* [Work item]: Copy out every one of these lines word for word, omitting the pictures.

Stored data

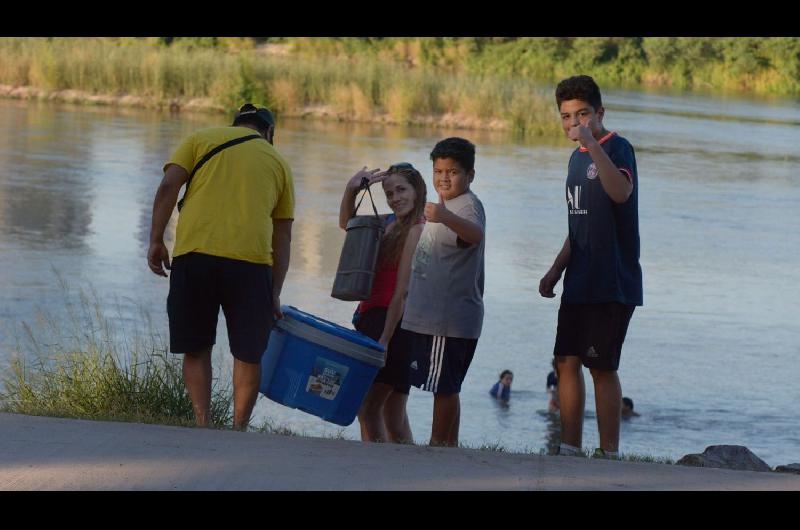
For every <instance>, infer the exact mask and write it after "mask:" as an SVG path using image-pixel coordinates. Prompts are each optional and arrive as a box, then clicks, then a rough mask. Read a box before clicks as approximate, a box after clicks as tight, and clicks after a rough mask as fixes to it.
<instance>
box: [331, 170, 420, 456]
mask: <svg viewBox="0 0 800 530" xmlns="http://www.w3.org/2000/svg"><path fill="white" fill-rule="evenodd" d="M364 178H366V179H367V180H368V181H369V183H370V184H373V183H376V182H382V183H383V191H384V193H386V202H387V203H388V204H389V207H390V208H391V209H392V212H393V213H392V214H390V215H387V216H382V217H383V219H384V223H385V227H386V231H385V234H384V236H383V239H382V240H381V247H380V251H379V253H378V264H377V266H376V271H375V279H374V280H373V285H372V293H371V295H370V298H369V299H368V300H364V301H363V302H361V303H360V304H359V305H358V309H357V311H356V315H355V317H354V319H353V321H354V323H355V326H356V329H357V330H358V331H360V332H362V333H364V334H365V335H367V336H369V337H371V338H373V339H374V340H377V341H378V342H380V343H381V344H382V345H383V346H384V347H385V348H386V364H385V366H384V367H383V368H382V369H381V370H380V371H379V372H378V375H376V376H375V380H374V382H373V383H372V386H371V387H370V390H369V392H368V393H367V396H366V397H365V398H364V402H363V403H362V405H361V408H360V409H359V411H358V421H359V424H360V425H361V439H362V440H363V441H373V442H378V441H381V442H382V441H389V442H399V443H411V442H413V438H412V435H411V428H410V426H409V423H408V415H407V414H406V402H407V400H408V392H409V388H410V378H409V368H408V363H407V362H406V358H407V356H408V344H407V342H408V337H407V332H406V331H405V330H402V329H401V328H400V320H401V319H402V316H403V309H404V306H405V294H406V290H407V288H408V278H409V276H410V274H411V257H412V256H413V253H414V249H415V248H416V246H417V242H418V241H419V236H420V234H421V233H422V223H424V222H425V217H424V209H425V201H426V187H425V181H424V180H423V179H422V175H420V173H419V171H417V170H416V169H414V167H413V166H412V165H411V164H409V163H405V162H404V163H400V164H394V165H393V166H391V167H389V169H388V170H386V171H380V170H379V169H373V170H367V168H366V167H364V168H363V169H362V170H361V171H359V172H358V173H356V174H355V175H353V177H352V178H351V179H350V181H349V182H348V183H347V186H346V187H345V192H344V196H343V197H342V203H341V207H340V210H339V226H340V227H341V228H342V229H344V228H346V226H347V221H348V220H349V219H350V216H351V214H352V213H353V210H354V207H355V199H356V195H357V194H358V191H359V190H360V189H361V182H362V180H363V179H364Z"/></svg>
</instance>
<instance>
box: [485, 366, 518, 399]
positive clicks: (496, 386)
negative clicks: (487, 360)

* [Result of the task]:
For every <instance>, infer the exact mask and write it after "mask:" as an SVG path using image-pixel coordinates. Prompts are each optional and arrive as a box, then clicks, then a rough mask. Read a box before clicks as approximate, a box after clicks as tight, and clicks after a rough mask as fixes to it.
<instance>
box: [331, 170, 420, 456]
mask: <svg viewBox="0 0 800 530" xmlns="http://www.w3.org/2000/svg"><path fill="white" fill-rule="evenodd" d="M364 178H366V179H367V180H368V181H369V183H370V184H373V183H376V182H382V183H383V191H384V193H386V202H387V203H388V204H389V207H390V208H391V209H392V212H393V213H392V214H390V215H387V216H382V217H383V219H384V223H385V227H386V231H385V234H384V236H383V239H382V240H381V247H380V251H379V253H378V264H377V266H376V271H375V279H374V280H373V285H372V293H371V295H370V298H369V299H368V300H364V301H363V302H361V303H360V304H359V305H358V309H357V311H356V315H355V317H354V319H353V321H354V323H355V326H356V329H357V330H358V331H360V332H362V333H364V334H365V335H367V336H369V337H371V338H373V339H374V340H377V341H378V342H380V343H381V344H382V345H383V346H384V347H385V348H386V364H385V366H384V367H383V368H382V369H381V370H380V371H379V372H378V375H376V376H375V380H374V382H373V383H372V386H371V387H370V390H369V392H368V393H367V396H366V397H365V398H364V402H363V403H362V405H361V408H360V409H359V411H358V421H359V424H360V425H361V439H362V440H363V441H373V442H378V441H381V442H382V441H389V442H399V443H411V442H413V438H412V435H411V428H410V426H409V423H408V415H407V414H406V402H407V400H408V392H409V388H410V378H409V368H408V363H407V362H406V358H407V356H408V344H407V342H408V337H407V332H406V331H405V330H402V329H401V328H400V320H401V319H402V316H403V309H404V306H405V294H406V290H407V288H408V278H409V276H410V274H411V257H412V256H413V253H414V249H415V248H416V246H417V242H418V241H419V236H420V234H421V233H422V223H424V222H425V217H424V209H425V201H426V187H425V181H424V180H423V179H422V175H420V173H419V171H417V170H416V169H414V167H413V166H412V165H411V164H409V163H405V162H404V163H400V164H394V165H393V166H391V167H389V169H388V170H386V171H380V170H379V169H373V170H367V168H366V167H364V168H363V169H362V170H361V171H359V172H358V173H356V174H355V175H353V177H352V178H351V179H350V181H349V182H348V183H347V186H346V187H345V192H344V196H343V197H342V203H341V207H340V210H339V226H340V227H341V228H342V229H344V228H346V226H347V221H348V220H349V219H350V216H351V214H352V213H353V210H354V207H355V199H356V195H357V194H358V191H359V190H360V189H361V182H362V180H363V179H364Z"/></svg>
</instance>
<instance>
box: [485, 366, 518, 399]
positive clicks: (496, 386)
negative clicks: (487, 360)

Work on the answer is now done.